**Supplied entries**.

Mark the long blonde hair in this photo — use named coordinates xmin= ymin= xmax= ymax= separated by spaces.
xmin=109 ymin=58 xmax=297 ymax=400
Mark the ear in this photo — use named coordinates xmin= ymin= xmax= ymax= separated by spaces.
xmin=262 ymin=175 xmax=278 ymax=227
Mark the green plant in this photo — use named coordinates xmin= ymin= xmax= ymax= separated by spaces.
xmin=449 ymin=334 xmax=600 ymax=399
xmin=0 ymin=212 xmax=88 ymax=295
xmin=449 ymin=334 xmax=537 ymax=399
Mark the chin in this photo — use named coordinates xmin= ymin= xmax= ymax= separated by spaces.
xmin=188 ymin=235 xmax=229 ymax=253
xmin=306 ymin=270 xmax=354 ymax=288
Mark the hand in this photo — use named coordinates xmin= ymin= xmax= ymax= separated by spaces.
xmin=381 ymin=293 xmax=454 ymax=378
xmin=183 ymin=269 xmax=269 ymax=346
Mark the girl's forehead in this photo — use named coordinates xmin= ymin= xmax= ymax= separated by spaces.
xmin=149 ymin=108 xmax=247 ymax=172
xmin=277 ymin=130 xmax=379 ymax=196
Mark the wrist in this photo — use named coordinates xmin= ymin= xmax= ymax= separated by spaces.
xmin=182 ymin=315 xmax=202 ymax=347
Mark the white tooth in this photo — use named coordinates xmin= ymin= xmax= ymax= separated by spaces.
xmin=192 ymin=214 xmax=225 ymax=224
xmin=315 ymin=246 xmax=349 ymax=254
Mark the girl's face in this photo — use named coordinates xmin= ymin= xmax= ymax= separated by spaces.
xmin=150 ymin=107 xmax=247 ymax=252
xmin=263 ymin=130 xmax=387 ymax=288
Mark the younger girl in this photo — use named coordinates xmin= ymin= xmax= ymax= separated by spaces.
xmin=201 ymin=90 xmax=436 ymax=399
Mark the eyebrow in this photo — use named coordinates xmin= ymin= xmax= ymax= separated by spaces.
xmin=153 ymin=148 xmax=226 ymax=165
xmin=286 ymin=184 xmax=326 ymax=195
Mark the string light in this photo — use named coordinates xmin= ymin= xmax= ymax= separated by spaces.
---
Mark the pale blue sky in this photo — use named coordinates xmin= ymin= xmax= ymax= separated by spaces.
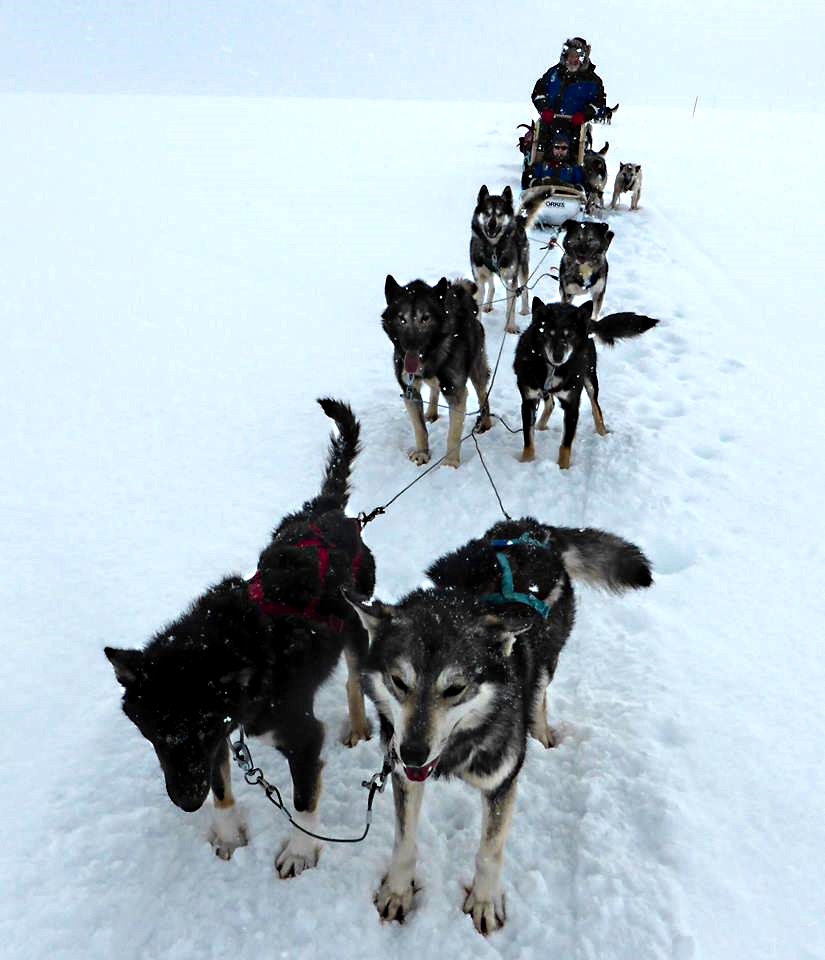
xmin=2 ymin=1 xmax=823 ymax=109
...
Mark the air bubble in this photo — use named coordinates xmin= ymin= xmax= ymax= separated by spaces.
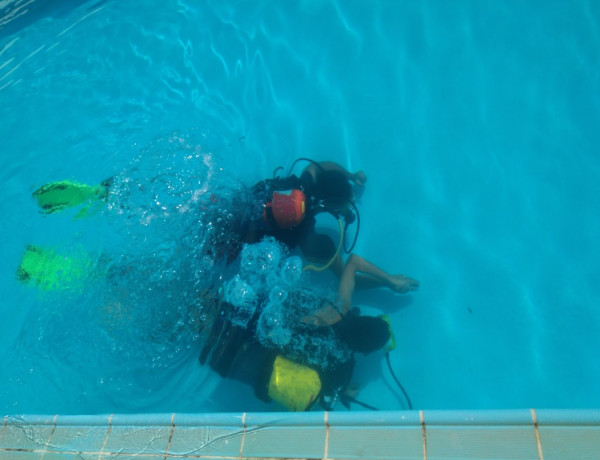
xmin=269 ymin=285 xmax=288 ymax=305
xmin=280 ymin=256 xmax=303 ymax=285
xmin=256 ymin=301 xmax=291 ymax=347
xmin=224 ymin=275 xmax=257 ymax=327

**Exercise instructions**.
Retype only the stretch of lines above starting at the one with "Mark the eyebrow" and stopping at the one with "Mark the string", exactly as written, with both kept.

**Response below**.
Mark the eyebrow in this photo — use named coordinates xmin= ymin= xmax= ymax= separated by spaces.
xmin=153 ymin=148 xmax=226 ymax=165
xmin=286 ymin=184 xmax=326 ymax=195
Mark the string light in this photo — use named coordinates xmin= ymin= xmax= ymax= separated by spaces.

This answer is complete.